Records for the exercise
——————
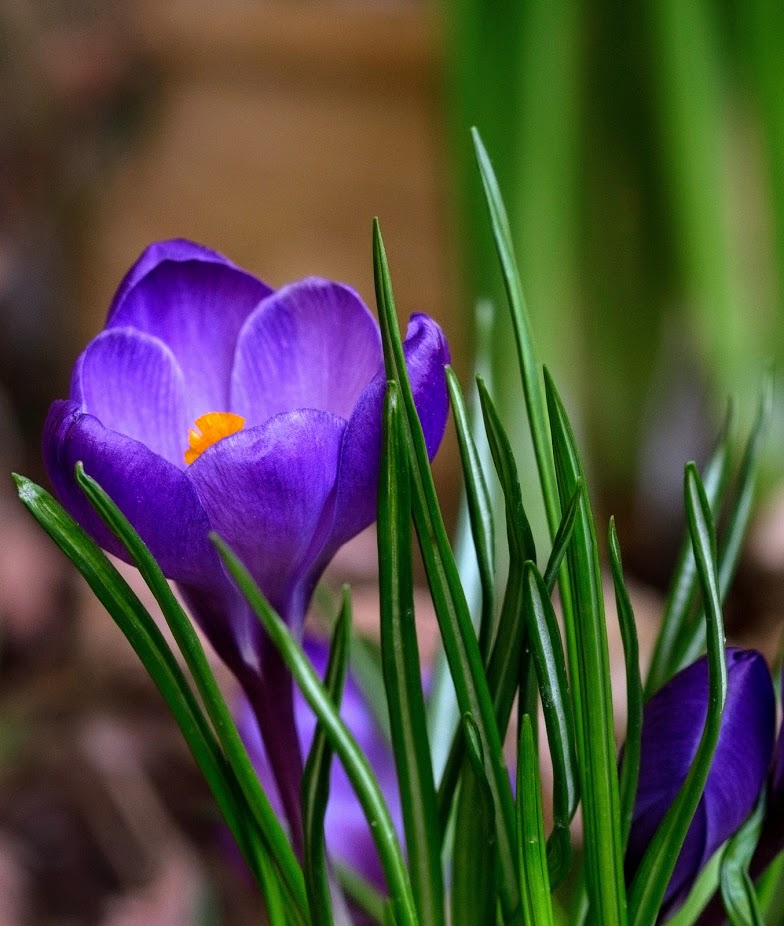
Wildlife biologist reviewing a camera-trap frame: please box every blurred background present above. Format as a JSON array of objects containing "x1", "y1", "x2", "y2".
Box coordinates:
——————
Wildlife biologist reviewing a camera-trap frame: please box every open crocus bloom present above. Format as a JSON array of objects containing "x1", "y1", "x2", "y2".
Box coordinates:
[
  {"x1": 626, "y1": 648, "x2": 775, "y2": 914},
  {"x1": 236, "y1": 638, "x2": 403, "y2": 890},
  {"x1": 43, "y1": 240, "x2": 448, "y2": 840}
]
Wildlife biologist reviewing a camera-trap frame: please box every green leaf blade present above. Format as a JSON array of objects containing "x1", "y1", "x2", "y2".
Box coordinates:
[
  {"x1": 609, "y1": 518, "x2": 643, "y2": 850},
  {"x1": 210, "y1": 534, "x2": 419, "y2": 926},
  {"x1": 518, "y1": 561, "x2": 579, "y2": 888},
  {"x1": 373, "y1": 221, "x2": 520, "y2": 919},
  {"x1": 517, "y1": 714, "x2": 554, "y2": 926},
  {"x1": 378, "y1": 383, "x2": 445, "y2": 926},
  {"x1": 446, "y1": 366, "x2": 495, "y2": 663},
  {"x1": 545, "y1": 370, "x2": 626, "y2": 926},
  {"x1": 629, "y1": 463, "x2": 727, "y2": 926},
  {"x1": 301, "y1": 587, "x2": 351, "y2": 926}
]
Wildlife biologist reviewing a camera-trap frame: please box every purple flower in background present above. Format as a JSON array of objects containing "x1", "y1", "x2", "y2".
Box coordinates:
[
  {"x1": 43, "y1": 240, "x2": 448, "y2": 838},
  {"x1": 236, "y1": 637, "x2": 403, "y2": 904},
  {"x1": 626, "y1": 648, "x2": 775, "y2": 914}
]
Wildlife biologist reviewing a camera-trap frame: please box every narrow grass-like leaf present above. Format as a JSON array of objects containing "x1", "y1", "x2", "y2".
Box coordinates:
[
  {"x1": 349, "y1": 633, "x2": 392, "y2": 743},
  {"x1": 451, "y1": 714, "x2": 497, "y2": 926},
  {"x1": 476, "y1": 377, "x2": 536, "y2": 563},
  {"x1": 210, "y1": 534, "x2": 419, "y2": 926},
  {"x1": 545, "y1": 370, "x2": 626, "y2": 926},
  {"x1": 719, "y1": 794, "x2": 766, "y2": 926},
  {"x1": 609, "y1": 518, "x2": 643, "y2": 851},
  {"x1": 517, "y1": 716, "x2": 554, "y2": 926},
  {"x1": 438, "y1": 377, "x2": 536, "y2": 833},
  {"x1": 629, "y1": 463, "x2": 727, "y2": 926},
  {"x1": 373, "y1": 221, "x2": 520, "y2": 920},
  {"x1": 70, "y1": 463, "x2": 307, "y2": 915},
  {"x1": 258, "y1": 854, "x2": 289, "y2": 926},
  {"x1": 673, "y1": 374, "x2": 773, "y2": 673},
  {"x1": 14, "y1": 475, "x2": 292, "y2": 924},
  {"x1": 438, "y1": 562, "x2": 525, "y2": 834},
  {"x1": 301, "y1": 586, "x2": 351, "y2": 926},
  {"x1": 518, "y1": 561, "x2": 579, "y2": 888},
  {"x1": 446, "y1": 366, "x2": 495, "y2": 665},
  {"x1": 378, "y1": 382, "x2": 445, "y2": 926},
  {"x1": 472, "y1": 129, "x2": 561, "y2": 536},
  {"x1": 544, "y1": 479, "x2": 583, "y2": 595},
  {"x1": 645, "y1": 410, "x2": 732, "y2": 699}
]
——————
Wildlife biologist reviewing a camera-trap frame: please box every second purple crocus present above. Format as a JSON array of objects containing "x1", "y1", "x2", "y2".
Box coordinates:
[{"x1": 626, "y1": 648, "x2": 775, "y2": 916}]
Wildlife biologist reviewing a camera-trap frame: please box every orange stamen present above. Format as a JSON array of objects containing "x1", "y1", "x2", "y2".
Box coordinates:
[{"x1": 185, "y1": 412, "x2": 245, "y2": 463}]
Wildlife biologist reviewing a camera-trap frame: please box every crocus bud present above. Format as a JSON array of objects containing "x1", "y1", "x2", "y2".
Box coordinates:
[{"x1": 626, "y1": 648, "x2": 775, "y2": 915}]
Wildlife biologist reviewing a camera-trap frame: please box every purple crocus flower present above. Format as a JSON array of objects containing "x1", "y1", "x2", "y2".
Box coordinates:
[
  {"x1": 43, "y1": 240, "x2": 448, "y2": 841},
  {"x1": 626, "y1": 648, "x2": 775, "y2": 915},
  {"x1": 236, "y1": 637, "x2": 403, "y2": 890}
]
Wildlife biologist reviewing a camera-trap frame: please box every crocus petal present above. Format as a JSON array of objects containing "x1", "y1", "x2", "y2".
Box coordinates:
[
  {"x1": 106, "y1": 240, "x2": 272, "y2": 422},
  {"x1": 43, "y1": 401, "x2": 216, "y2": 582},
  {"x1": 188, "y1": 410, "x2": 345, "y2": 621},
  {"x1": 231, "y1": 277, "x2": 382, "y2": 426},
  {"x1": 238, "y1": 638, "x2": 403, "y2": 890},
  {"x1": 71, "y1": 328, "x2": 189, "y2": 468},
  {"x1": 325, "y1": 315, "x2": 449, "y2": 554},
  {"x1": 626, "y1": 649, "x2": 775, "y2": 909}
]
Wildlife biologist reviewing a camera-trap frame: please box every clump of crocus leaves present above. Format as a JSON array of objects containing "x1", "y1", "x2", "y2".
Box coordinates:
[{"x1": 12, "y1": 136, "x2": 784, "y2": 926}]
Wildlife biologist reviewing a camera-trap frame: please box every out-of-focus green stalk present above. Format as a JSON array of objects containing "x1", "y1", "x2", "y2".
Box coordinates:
——————
Find each line in the records that includes the word "flower" and copy every such line.

Wildlife biologist reviewing a camera-trap frame: please box every purple flower in background present above. Format as a JSON array of objects containing "x1", "y1", "x2", "y2".
Wildlife biologist reviewing a camera-trap frame: please box every purple crocus flower present above. Format as a JSON array of objects containing "x1", "y1", "x2", "y2".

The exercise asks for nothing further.